• Quoted passage:
There are different ways how object-oriented programming and its main concepts are taught. One of the commonly used examples is that of animals. A cat is an animal. A dog is an animal. As animals, both share certain properties. They can walk, they can emit some kind of sound, they hunt prey, they have fur, etc. However, they exhibit these properties in different ways.
This is to illustrate inheritance and polymorphism based on how humans categorize abstract concepts in a hierarchical structure, with is-a relations. A Cat is-a Mammal, a Mammal is-a Animal, etc.
In practice however, this example is very misleading. The main advantage of inheritance and polymorphism can be illustrated much better when you think about interfaces and abstractions. For instance, if you have a console, a file, a printer, and an internet connection, each of them requires very specific I/O code. This code is based on the hardware, the operating system, and communication protocols.

• Data:
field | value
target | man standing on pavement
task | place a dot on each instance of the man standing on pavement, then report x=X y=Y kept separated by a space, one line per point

• Do this: The passage on teaching object-oriented programming names several things that each need very specific I/O code. List all of them.

• Output below: A console, a file, a printer, and an internet connection.